▶ **EXTRAIT CHOISI**
/---

William Christie © DR
La France a la réputation d’une fille ingrate, qui mésestime et néglige son patrimoine musical. Si Berlioz ne fut pas prophète en son pays, que dire de Charpentier ? Marc-Antoine bien sûr, et non Gustave, le père du Te Deum auquel l’Eurovision emprunta son indicatif, pas celui de Louise. L’Eurovision … aujourd’hui encore, c’est à peu près tout ce que le grand public connaît du compositeur le plus original, sinon le plus doué du Grand Siècle.
Certes, l’homme était discret, sans doute pudique – au point, semble-t-il, de ne s’être jamais laissé portraiturer – et l’artiste a vécu dans l’ombre de son antimatière musicale, pour reprendre l’expression de Vincent Borel (1), Jean-Baptiste Lully. Ce dernier régnait sans partage sur l’opéra et le génie de Charpentier devait surtout s’épanouir dans le répertoire sacré, loin des fastes de la cour et de Versailles, à Port-Royal ou encore chez les Jésuites, mais aussi dans des pièces profanes destinées à sa patronne, la duchesse de Guise. Dans les années 50, plusieurs thèses américaines s’attachent au compositeur – c’est encore un Américain, Hitchcock (H. Wiley et non Alfred !) qui dressera l’inventaire de l’immense corpus de ses œuvres (près de cinq cents numéros) – dont des pionniers, au premier rang desquels Louis Martini, s’aventurent à dépoussiérer les partitions, frayant la voie aux générations de « baroqueux » qui s’enthousiasment pour l’invention harmonique, les dissonances hardies et la puissance expressive d’un langage à nul autre pareil.
Cinquante ans plus tard, de véritables trésors ont été redécouverts, y compris dans la musique de théâtre où Charpentier excella également, de la veine comique illustrée par Le Malade imaginaire, un coup d’essai en matière de comédie-ballet et un coup de maître (sans parler des intermèdes, irrésistibles, du Mariage forcé ou de La Comtesse d’Escarbagnas), au registre tragique avec David et Jonathas, drame biblique dense et poignant, et une sublime Médée. Or, aucune maison d’opéra dans l’Hexagone ne fête le tricentenaire de la mort de Charpentier … Pas un seul des chefs-d’œuvre que je viens d’évoquer n’est à l’affiche, pas même un divertissement ! C’est donc à la Cité de la Musique (le 13 janvier) que les Arts Florissants lui rendront hommage avant de parcourir le monde. A l’affiche : La Descente d’Orphée aux Enfers et … Les Arts florissants, un choix très certainement dicté par les 25 ans de l’ensemble. De tous les musiciens « baroques », William Christie est sans doute celui qui a le plus contribué à la réhabilitation de Charpentier. Heureusement pour nous, sa passion est intacte et communicative. C’est d’ailleurs son ancienne assistante, Emmanuelle Haïm, qui dirigera une version de concert de David et Jonathas le 20 mars au Théâtre des Champs-Élysées. Mais laissons la parole au chef des « Arts flos » qui nous présente, non sans humour, le programme de cette tournée mondiale…
Bernard Schreuders
(1) V. Baptiste, très plaisant roman sur la vie du Florentin publié en 2002 chez Sabine Wespieser.

\---

Une série d'enregistrements:
/---

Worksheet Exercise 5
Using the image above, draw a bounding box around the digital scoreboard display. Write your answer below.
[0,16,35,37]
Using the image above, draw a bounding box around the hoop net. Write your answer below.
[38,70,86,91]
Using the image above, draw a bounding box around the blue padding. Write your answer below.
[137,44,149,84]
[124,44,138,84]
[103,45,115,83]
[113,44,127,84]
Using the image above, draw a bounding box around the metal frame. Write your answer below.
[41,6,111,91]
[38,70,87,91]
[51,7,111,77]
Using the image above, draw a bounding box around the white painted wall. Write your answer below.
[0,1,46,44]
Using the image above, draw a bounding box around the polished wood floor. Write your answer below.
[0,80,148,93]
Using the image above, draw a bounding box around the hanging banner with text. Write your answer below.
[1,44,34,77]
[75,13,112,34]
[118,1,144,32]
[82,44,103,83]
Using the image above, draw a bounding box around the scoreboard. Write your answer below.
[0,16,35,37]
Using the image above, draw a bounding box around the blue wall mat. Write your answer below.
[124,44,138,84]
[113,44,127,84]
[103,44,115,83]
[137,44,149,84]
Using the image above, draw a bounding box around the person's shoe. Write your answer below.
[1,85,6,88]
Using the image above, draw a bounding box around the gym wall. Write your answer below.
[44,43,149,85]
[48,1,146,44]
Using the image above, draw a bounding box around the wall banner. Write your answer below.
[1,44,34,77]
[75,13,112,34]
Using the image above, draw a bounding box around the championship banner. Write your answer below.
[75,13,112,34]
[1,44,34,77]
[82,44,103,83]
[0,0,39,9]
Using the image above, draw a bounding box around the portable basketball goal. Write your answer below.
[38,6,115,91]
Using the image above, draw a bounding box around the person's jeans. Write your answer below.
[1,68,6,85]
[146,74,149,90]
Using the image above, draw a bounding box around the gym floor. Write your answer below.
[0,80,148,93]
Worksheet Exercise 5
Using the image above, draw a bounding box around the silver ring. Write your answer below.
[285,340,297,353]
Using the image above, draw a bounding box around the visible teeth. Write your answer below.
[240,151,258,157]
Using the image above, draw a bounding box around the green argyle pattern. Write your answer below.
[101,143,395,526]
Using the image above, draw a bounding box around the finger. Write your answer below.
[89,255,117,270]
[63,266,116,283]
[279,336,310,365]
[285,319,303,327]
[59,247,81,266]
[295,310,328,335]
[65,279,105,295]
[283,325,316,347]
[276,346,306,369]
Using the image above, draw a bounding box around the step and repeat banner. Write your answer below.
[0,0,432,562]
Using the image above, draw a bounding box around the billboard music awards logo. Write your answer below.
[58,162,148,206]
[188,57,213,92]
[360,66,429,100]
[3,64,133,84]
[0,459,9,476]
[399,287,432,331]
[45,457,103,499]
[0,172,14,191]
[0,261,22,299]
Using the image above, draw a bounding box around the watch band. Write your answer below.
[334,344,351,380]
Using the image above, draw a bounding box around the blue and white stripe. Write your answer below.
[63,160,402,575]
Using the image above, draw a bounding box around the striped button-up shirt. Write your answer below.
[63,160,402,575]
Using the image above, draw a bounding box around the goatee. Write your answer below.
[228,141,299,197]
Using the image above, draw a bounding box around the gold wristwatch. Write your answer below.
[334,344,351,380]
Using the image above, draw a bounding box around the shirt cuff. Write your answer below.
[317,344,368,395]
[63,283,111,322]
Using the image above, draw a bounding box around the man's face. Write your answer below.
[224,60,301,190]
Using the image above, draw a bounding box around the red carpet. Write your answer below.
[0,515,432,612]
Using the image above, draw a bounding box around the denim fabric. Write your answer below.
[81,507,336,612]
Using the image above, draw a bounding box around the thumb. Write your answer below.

\---

▶ **TRAVAIL DEMANDÉ**
A. Reproduisez à l'identique le passage de l'article sur Charpentier qui va de « William Christie © » à « du Grand Siècle. ».
B. D'après l'article sur Charpentier, qui dirigera une version de concert de David et Jonathas le 20 mars au Théâtre des Champs-Élysées ?

▶ **CORRIGÉ DE L'EXERCICE**
A.
William Christie © DR
La France a la réputation d’une fille ingrate, qui mésestime et néglige son patrimoine musical. Si Berlioz ne fut pas prophète en son pays, que dire de Charpentier ? Marc-Antoine bien sûr, et non Gustave, le père du Te Deum auquel l’Eurovision emprunta son indicatif, pas celui de Louise. L’Eurovision … aujourd’hui encore, c’est à peu près tout ce que le grand public connaît du compositeur le plus original, sinon le plus doué du Grand Siècle.

B. Emmanuelle Haïm, l'ancienne assistante de William Christie.